Exercise details:
Starting at the top of the records below, write out each line exactly as it stands, stopping after the line with "man's back, one"; exclude the pictures.

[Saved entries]
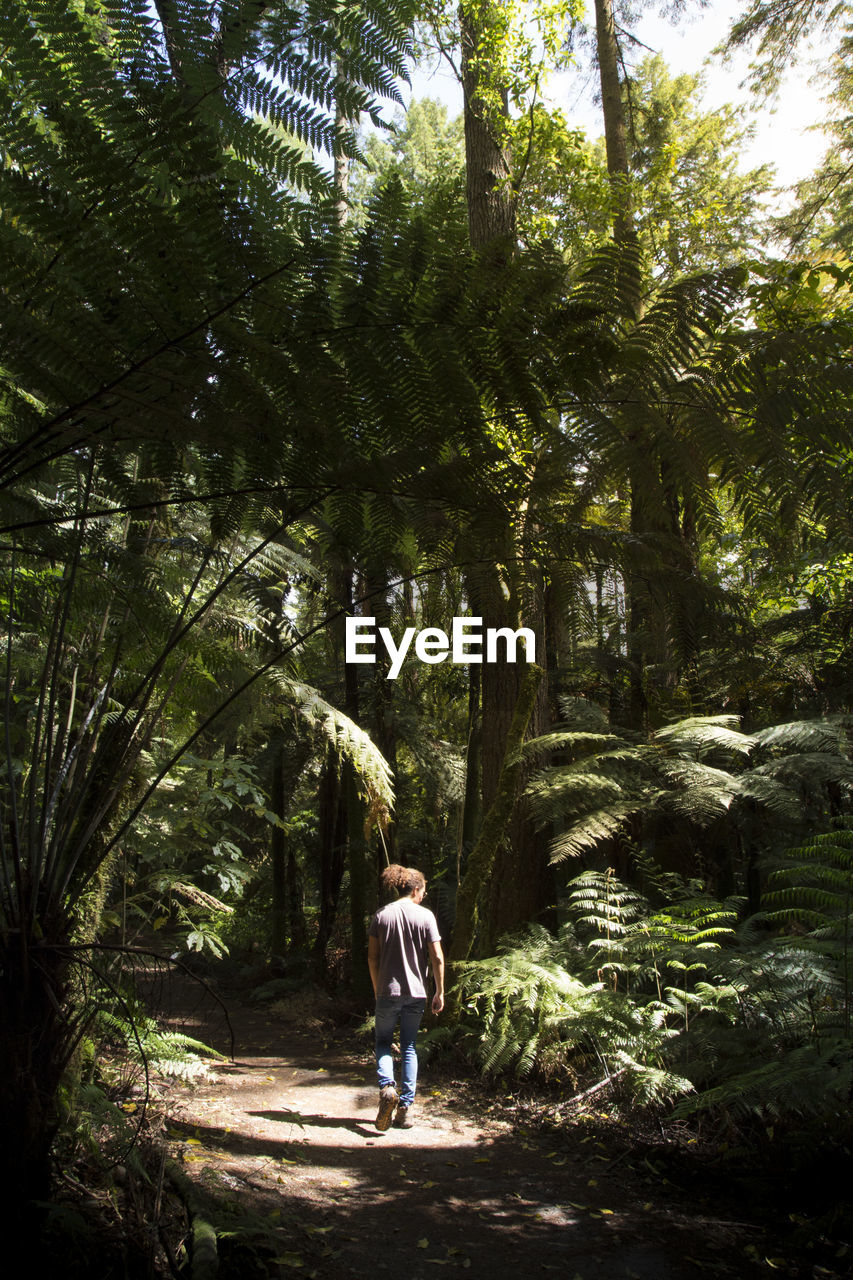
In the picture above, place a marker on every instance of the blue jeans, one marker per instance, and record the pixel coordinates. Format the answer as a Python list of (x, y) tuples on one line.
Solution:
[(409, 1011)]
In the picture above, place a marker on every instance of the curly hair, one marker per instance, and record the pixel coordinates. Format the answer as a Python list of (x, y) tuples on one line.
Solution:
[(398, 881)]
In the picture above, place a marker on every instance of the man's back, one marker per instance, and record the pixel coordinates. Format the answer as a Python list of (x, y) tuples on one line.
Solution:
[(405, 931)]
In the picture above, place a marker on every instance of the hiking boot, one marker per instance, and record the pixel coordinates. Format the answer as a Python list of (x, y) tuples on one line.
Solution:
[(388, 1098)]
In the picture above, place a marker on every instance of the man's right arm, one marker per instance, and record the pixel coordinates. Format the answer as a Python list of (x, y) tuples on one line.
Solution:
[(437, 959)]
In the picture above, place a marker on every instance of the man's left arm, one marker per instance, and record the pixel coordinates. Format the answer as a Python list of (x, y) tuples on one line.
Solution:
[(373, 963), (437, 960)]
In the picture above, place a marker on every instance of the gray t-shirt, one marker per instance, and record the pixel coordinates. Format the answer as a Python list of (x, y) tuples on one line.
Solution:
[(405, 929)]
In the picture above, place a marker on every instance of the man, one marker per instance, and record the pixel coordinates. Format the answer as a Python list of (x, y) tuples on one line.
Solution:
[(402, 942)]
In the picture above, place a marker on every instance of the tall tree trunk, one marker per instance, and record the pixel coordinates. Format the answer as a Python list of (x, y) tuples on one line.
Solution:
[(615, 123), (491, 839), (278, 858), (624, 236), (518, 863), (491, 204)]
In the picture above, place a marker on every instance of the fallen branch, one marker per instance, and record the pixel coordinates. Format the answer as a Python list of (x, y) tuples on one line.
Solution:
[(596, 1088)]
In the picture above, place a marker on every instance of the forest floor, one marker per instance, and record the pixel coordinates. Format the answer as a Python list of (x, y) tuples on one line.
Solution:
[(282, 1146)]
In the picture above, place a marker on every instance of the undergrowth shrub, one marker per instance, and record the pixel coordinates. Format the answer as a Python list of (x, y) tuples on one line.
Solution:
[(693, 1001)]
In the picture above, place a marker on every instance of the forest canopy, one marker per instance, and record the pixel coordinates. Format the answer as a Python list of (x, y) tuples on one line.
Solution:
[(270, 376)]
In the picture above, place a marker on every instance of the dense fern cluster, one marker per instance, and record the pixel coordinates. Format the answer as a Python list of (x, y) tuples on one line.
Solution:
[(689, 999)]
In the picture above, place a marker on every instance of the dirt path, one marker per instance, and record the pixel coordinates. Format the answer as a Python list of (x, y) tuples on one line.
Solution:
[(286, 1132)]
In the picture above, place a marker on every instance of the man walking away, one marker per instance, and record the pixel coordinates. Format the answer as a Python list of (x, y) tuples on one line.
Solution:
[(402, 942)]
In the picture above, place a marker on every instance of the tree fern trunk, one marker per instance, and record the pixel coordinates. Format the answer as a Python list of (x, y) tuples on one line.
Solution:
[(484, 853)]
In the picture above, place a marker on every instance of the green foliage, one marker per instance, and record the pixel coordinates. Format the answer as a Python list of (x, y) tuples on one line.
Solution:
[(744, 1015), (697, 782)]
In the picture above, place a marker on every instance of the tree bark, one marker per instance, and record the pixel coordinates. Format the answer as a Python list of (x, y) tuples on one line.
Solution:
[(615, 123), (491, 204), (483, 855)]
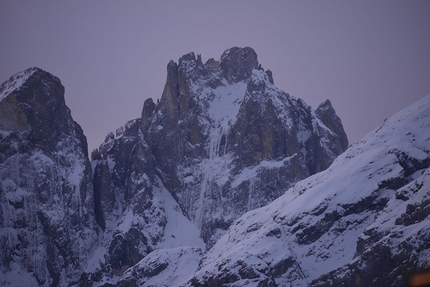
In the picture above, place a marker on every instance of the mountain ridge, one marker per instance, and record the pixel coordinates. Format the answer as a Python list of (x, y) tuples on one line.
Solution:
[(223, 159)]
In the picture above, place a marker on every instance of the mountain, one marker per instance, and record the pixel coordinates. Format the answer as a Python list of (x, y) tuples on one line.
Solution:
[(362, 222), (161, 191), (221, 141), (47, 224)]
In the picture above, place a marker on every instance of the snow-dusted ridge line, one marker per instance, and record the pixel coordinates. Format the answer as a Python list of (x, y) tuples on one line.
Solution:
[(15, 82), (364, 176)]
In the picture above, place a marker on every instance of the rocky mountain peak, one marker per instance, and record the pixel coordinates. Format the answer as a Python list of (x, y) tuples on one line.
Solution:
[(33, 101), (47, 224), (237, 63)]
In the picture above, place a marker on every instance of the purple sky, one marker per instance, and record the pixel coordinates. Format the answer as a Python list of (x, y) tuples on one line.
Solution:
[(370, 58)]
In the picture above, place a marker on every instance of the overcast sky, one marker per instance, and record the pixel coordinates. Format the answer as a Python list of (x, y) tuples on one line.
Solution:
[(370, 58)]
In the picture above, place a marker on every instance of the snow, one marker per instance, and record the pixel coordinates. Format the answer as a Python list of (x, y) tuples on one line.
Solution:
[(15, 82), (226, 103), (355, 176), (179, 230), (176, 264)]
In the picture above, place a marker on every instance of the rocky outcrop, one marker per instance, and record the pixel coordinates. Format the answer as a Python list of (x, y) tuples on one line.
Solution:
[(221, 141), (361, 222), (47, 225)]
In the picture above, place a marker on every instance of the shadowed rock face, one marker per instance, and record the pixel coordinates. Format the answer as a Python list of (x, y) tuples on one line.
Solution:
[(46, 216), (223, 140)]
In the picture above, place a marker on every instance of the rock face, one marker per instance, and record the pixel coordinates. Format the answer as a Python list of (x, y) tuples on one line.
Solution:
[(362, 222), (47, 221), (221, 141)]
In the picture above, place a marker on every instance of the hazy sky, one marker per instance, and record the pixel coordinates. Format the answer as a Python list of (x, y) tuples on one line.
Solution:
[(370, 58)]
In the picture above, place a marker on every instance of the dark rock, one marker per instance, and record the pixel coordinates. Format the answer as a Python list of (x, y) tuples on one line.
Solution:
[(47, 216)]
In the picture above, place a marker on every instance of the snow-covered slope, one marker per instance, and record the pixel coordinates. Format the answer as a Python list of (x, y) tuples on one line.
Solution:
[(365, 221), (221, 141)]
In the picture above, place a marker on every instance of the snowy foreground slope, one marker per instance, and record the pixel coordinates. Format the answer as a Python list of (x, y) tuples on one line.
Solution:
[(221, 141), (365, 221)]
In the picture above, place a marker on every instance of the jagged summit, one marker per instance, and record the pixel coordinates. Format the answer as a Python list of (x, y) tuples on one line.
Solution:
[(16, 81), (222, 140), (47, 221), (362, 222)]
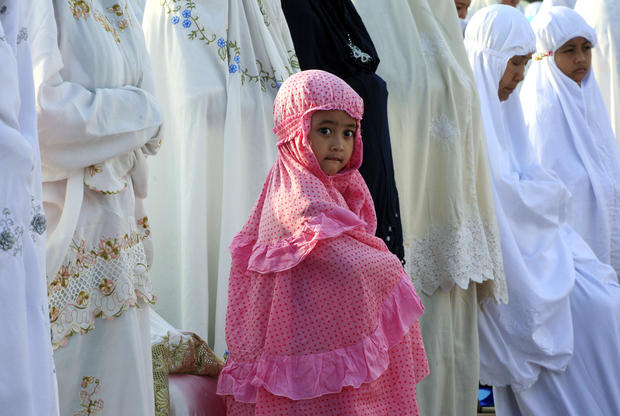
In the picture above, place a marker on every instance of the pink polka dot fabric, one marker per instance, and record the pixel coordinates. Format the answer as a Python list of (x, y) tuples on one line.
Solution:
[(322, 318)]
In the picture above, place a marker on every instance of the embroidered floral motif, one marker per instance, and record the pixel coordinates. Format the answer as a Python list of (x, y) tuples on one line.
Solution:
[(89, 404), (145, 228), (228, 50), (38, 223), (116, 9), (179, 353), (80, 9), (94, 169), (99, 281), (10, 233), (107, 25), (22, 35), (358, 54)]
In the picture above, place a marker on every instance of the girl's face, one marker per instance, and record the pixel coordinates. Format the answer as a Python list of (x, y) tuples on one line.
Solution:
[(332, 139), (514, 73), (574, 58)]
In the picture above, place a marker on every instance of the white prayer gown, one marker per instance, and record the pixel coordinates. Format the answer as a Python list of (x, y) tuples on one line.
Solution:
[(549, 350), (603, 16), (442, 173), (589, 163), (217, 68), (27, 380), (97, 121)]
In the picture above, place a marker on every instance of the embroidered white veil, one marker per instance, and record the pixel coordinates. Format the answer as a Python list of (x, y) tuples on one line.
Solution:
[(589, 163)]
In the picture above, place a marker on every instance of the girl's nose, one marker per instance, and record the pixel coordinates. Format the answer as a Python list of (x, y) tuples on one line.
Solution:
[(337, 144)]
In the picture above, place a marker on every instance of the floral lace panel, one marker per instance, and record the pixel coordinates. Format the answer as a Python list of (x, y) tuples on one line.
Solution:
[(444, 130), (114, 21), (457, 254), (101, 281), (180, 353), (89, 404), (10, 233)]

Problem solution:
In the picture above, place a marker on every instance of the blue jeans, one marker per instance, and record the pixel coordinates. Format the answer as a Python list of (x, y) tuples on one line.
Solution:
[(409, 1011)]
In the picture above, place a marker on every instance of the curly hair, one marker per instance, and record the pixel coordinates. Format the answer as a Python list of (x, y) tuples on one line.
Solution:
[(398, 881)]
In the picture above, place a marker on every instance of the man's back, one marker per instance, and record the pixel coordinates. Format the answer as a Python list of (x, y) tuples on one line.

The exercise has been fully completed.